[START OF MATERIAL SUPPLIED]
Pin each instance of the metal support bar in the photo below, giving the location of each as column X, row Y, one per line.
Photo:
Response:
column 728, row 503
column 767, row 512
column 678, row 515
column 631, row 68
[END OF MATERIAL SUPPLIED]
* _PROBLEM DESCRIPTION_:
Write out the records above again word for word, keeping every line unchanged and in the same order.

* _REPLY_:
Pin each instance of the metal support bar in the photo below, giving the location of each as column X, row Y, one per line.
Photo:
Response:
column 728, row 503
column 767, row 512
column 678, row 515
column 631, row 68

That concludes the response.